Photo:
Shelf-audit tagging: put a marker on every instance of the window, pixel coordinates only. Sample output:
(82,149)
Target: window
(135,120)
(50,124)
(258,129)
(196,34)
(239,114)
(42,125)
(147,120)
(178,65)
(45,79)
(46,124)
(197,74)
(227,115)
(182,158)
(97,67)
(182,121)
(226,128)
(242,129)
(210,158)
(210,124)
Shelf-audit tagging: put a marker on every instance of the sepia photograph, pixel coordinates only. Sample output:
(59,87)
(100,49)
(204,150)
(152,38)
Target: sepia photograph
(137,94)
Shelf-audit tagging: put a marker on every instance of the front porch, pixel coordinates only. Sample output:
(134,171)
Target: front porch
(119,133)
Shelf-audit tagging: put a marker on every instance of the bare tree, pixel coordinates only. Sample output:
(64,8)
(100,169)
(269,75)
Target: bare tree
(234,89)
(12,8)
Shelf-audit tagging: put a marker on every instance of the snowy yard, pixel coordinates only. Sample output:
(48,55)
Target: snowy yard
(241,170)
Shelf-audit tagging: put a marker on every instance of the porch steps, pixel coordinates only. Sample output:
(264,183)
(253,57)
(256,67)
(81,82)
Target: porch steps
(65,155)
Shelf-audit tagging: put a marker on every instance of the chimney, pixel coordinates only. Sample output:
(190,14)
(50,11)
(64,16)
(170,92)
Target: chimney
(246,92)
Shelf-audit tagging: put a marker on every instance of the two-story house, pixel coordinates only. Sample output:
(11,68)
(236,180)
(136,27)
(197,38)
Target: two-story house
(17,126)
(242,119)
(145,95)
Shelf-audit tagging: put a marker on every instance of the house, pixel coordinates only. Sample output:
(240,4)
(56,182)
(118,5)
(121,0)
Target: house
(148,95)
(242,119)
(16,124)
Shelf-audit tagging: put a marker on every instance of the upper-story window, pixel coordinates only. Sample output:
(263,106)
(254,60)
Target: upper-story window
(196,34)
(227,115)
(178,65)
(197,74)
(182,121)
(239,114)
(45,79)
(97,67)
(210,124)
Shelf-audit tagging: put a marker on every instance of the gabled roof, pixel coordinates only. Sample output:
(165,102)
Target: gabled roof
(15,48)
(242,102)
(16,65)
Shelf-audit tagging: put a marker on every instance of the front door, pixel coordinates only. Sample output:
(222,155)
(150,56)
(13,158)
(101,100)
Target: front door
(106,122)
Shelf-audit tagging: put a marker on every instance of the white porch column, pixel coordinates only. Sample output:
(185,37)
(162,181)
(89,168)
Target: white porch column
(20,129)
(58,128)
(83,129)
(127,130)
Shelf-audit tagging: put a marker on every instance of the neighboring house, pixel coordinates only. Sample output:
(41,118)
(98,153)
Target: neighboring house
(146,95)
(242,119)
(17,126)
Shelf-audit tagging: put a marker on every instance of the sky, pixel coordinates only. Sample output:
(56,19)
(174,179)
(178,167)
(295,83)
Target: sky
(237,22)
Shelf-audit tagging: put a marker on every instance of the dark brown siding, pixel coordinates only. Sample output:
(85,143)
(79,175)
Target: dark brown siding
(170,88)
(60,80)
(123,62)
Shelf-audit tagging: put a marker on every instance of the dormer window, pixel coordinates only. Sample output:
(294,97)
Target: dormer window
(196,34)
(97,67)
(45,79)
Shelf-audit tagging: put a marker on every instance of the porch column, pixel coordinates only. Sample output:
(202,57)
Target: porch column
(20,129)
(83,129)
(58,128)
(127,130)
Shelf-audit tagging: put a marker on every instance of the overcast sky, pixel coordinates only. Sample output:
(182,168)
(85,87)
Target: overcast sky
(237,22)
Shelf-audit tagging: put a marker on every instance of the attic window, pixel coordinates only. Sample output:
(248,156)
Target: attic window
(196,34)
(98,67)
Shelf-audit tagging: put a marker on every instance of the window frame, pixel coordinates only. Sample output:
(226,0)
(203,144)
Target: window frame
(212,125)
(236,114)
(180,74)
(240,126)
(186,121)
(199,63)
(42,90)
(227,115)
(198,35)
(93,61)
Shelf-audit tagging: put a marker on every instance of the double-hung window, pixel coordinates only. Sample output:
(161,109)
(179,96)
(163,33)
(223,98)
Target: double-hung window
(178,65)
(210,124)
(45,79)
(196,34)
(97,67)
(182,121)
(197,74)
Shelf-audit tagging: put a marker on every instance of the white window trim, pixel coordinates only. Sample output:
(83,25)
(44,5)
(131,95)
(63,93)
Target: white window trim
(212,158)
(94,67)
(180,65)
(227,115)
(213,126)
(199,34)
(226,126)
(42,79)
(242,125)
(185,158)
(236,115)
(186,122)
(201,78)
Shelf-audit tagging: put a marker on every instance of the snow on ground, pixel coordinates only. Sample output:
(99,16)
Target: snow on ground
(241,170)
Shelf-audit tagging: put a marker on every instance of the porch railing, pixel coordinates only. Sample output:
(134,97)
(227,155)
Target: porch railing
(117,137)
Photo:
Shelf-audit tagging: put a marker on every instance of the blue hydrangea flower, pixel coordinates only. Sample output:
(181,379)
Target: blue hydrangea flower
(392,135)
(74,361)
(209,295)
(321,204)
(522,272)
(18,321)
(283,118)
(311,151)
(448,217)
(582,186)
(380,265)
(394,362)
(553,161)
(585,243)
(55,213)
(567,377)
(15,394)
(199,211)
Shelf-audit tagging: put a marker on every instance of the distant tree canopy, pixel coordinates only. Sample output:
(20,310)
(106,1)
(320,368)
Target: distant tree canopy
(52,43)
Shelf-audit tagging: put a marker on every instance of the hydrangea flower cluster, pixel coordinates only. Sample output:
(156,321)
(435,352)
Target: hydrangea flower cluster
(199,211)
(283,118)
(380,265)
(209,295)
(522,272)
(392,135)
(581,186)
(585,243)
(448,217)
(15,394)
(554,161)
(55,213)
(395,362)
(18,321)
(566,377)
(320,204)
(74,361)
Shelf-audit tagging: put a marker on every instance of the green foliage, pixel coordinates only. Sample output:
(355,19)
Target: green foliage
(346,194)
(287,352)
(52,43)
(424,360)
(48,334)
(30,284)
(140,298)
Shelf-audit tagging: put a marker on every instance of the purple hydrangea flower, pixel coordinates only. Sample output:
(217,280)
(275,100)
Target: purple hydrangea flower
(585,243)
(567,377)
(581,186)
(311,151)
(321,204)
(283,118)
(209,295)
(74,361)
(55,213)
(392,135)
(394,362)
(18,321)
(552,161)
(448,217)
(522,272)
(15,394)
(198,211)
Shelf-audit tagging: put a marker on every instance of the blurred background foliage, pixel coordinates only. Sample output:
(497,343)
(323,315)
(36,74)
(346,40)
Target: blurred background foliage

• _AIM OF THE TASK_: Report each line in the entries where the string "blurred" occurs.

• _ANSWER BELOW_:
Shelf-audit tagging: put a marker on every instance of the blurred background foliage, pixel coordinates only. Sample output:
Target: blurred background foliage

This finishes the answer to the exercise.